• **DATASET ENTRIES**:

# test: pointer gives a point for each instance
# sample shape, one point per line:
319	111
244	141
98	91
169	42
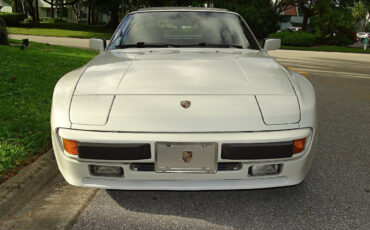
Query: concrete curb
20	189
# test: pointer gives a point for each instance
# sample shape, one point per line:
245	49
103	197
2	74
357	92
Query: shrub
334	26
299	38
52	20
13	19
3	33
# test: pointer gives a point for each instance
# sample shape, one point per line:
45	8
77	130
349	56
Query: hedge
298	38
13	19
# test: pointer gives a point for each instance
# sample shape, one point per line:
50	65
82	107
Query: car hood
142	91
183	72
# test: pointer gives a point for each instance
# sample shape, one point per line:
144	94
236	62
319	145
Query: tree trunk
89	13
37	17
31	10
113	19
52	8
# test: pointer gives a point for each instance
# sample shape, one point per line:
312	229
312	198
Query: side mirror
272	44
97	44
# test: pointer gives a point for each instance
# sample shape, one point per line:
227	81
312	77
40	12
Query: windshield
183	29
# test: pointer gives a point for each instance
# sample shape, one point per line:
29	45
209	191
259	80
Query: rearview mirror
272	44
97	44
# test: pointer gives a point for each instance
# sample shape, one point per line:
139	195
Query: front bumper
76	171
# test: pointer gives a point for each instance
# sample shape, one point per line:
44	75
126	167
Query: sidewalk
62	41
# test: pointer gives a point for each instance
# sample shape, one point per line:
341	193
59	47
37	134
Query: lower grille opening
149	167
230	166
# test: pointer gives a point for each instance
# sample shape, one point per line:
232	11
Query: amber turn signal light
299	145
70	146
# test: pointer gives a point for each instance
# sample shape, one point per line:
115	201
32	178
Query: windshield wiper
203	44
145	45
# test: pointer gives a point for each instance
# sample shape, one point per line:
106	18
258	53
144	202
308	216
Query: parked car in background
361	35
183	99
290	29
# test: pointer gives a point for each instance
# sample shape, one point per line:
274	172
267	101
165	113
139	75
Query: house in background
5	7
99	17
293	16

• **WORK TASK**: From the first line to the last, set down the records word for word and drop the images.

• **OUTPUT BELOW**:
# test: pointer gives a point for each instance
# sample shape, one point per line:
319	111
244	141
98	91
169	42
Query: concrete curb
20	189
# test: pointer gives a point for each instance
# sample shape, one point per line:
245	49
103	197
2	74
357	92
Query: shrub
334	26
299	38
52	20
13	19
3	33
# test: pointer gives a point for each instance
# sample shape, one point per line:
45	8
77	130
349	56
Query: hedge
298	38
13	19
# test: pointer gives a point for each instance
# sample shape, one point per line:
50	65
82	107
Query: car hood
142	91
183	72
# test: pointer gives a point for each instance
# sample shape, one point per line:
144	94
236	62
319	145
Query: tree trunk
89	13
37	17
31	10
113	19
52	8
# test: pointer gives a point for each instance
# sample shape, one point per line:
312	229
312	198
Query: side mirror
272	44
97	44
# test: pointer gives a point for each instance
# sample shape, one point per line:
227	81
312	77
40	12
Query: windshield
183	29
# test: pointer gives a point for each instance
# sample shape, one point per line:
29	45
209	191
259	80
Query: rearview mirror
272	44
97	44
# test: pointer gives a point for each instance
# sample shape, one point per line:
139	195
Query: front bumper
76	171
# test: pointer gives a point for each instance
# sample shape, one point per line:
44	75
126	167
Query: sidewalk
62	41
# test: pointer gives a point for each instance
# sample shape, one point per line:
341	193
59	47
37	134
Query: lower grille opening
149	167
230	166
# test: pointer gives a point for each instance
# sample shape, one point per line:
232	11
Query: amber turn signal light
299	145
70	146
# test: pointer gives a point for each instance
# sample shape, one point per line:
115	201
32	178
Query: windshield wiper
203	44
145	45
# test: pointer gives a point for each instance
# sample shape, one point per line:
106	18
258	53
144	202
308	216
Query: parked car in background
361	35
183	99
290	29
# test: pointer gives a point for each instance
# sample shape, one point per line:
274	172
267	101
165	113
139	75
Query: house in background
5	7
99	17
293	16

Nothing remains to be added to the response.